#### [Supplied entries]
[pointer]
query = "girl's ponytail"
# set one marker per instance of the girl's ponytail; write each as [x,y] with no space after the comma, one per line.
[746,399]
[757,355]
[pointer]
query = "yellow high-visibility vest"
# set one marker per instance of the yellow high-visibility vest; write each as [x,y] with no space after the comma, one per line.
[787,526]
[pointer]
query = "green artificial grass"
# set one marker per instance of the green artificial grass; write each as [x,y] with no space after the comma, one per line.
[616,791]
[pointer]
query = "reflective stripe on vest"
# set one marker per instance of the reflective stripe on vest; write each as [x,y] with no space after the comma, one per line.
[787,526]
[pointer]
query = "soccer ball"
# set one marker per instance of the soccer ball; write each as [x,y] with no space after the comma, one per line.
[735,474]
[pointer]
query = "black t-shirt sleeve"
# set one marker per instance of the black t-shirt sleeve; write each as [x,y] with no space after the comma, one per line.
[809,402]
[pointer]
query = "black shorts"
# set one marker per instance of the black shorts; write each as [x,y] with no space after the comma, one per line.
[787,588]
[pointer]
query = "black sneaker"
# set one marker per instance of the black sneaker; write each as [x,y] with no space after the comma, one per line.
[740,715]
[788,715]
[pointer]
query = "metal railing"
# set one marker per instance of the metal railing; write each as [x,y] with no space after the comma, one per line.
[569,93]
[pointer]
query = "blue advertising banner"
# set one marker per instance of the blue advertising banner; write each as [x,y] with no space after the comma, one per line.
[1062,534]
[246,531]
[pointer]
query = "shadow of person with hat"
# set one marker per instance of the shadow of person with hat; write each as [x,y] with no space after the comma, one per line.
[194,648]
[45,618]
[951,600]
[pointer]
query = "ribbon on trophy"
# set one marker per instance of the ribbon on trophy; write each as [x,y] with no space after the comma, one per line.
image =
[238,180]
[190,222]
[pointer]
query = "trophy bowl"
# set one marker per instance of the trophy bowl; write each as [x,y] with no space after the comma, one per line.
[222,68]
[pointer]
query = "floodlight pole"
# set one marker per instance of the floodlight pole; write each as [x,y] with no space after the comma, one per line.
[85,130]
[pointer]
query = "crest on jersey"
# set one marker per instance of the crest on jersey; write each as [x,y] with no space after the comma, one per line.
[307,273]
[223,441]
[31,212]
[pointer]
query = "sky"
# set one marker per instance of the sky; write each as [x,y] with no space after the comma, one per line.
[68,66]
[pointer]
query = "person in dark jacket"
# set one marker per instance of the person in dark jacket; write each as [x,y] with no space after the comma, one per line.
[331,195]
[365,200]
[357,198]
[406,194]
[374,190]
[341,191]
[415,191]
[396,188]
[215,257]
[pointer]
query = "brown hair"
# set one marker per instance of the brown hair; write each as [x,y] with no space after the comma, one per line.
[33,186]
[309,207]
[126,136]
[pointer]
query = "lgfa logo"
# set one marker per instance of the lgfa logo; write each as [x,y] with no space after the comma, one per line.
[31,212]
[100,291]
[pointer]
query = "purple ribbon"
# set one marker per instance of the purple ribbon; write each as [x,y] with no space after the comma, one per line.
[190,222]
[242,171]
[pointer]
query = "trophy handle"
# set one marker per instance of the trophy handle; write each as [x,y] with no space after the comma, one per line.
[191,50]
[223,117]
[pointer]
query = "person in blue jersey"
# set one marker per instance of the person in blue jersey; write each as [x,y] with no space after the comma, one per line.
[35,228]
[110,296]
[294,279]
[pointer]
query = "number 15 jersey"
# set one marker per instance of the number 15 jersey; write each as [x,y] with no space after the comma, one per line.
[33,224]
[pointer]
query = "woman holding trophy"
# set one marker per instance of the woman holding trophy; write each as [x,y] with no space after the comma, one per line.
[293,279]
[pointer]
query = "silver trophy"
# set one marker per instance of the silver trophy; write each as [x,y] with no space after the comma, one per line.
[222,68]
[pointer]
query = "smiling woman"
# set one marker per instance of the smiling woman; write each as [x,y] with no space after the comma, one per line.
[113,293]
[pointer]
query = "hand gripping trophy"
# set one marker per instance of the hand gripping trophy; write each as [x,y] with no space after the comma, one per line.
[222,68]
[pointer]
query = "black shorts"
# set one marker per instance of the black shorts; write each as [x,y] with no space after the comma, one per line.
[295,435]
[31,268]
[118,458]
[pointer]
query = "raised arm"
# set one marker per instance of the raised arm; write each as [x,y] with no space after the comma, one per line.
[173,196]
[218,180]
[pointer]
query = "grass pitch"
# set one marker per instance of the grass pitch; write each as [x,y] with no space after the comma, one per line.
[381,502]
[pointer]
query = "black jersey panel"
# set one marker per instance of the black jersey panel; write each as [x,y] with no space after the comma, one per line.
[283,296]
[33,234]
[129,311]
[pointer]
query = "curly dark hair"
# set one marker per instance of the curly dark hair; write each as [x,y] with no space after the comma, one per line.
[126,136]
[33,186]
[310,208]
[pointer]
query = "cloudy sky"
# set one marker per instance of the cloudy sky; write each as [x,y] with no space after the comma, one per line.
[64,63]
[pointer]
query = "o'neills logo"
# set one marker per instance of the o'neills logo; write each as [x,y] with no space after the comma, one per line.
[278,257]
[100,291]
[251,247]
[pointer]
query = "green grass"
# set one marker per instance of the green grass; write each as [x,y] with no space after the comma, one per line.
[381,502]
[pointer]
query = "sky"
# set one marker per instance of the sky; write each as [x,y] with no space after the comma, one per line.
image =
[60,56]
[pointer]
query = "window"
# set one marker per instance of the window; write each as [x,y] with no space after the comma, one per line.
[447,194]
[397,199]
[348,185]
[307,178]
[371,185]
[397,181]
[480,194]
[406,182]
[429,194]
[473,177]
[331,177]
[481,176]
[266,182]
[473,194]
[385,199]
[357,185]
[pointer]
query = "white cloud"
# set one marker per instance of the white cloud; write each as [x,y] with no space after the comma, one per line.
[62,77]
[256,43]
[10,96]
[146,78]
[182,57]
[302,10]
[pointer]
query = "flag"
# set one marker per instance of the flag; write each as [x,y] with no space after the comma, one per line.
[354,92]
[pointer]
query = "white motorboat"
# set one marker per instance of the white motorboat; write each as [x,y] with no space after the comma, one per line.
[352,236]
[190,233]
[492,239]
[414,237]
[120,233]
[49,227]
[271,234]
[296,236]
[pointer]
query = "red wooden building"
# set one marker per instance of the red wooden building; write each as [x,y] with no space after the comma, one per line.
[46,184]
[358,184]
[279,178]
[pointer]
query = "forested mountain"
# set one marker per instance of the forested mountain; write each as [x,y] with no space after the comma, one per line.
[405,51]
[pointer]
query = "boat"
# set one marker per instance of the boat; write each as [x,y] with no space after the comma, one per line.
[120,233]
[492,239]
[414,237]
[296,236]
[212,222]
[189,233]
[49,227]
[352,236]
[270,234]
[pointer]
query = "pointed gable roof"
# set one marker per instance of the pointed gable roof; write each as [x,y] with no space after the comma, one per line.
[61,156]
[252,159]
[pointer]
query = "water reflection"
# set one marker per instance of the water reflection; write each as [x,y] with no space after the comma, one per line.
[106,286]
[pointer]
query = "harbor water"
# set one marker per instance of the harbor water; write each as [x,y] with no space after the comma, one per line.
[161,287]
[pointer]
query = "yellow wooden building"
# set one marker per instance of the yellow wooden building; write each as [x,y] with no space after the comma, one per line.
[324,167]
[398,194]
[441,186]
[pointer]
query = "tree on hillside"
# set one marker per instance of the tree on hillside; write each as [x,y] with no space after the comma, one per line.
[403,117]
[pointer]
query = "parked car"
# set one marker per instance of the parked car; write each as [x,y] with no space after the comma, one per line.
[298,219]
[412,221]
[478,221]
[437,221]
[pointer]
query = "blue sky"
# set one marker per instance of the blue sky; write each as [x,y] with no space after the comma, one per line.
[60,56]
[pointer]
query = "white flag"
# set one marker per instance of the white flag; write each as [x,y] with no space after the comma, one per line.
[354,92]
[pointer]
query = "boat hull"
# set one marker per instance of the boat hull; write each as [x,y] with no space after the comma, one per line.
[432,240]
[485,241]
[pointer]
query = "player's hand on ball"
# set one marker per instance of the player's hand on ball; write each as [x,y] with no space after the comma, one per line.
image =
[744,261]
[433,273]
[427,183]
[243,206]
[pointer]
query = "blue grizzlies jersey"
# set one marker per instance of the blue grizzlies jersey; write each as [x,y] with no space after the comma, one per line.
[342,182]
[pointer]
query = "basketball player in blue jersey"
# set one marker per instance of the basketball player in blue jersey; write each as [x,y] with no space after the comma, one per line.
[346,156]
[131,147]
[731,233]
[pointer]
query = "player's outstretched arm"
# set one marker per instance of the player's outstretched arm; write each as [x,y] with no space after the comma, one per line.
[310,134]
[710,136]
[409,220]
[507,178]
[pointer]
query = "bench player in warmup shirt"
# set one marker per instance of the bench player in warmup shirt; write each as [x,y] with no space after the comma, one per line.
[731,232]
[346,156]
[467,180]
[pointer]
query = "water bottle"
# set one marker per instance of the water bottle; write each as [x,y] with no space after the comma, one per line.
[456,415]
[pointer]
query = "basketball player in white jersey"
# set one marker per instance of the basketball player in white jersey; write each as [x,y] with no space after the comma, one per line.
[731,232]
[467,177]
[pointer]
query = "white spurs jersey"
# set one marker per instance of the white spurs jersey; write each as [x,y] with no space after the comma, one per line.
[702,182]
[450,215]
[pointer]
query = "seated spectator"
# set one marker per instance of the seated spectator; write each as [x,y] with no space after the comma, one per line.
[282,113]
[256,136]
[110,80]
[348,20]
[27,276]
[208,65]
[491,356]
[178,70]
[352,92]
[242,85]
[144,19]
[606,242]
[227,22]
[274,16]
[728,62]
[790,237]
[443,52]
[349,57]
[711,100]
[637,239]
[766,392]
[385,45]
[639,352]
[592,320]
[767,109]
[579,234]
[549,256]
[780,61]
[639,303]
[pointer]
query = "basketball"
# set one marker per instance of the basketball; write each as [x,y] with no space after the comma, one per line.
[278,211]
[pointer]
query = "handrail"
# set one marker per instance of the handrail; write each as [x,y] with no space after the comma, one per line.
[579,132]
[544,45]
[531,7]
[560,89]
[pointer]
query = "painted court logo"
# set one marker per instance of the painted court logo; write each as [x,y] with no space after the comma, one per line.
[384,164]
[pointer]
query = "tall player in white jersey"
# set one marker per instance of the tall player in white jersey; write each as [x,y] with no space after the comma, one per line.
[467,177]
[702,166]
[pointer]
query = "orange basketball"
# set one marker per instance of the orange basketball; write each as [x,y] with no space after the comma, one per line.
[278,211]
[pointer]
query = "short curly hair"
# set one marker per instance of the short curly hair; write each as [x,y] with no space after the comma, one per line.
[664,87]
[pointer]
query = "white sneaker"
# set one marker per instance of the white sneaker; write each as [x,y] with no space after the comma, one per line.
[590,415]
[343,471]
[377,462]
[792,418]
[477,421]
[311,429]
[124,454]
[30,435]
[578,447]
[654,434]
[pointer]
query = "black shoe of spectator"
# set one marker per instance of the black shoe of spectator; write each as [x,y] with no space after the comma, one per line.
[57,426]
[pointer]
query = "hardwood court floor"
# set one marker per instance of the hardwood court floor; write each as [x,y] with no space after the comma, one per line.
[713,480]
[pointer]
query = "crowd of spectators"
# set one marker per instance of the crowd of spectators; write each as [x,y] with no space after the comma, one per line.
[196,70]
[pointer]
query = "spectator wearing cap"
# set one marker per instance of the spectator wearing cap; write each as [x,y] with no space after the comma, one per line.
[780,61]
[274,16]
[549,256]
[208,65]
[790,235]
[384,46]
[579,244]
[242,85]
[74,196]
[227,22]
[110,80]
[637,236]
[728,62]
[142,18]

#### [Task instructions]
Can you locate every line in the data above that contains the word "metal" and copy each one in full? The match is case-sensitive.

#### [Exercise answer]
query = "metal railing"
# set one marker per instance of the metal railing; write each as [x,y] with no space after the comma, one per line.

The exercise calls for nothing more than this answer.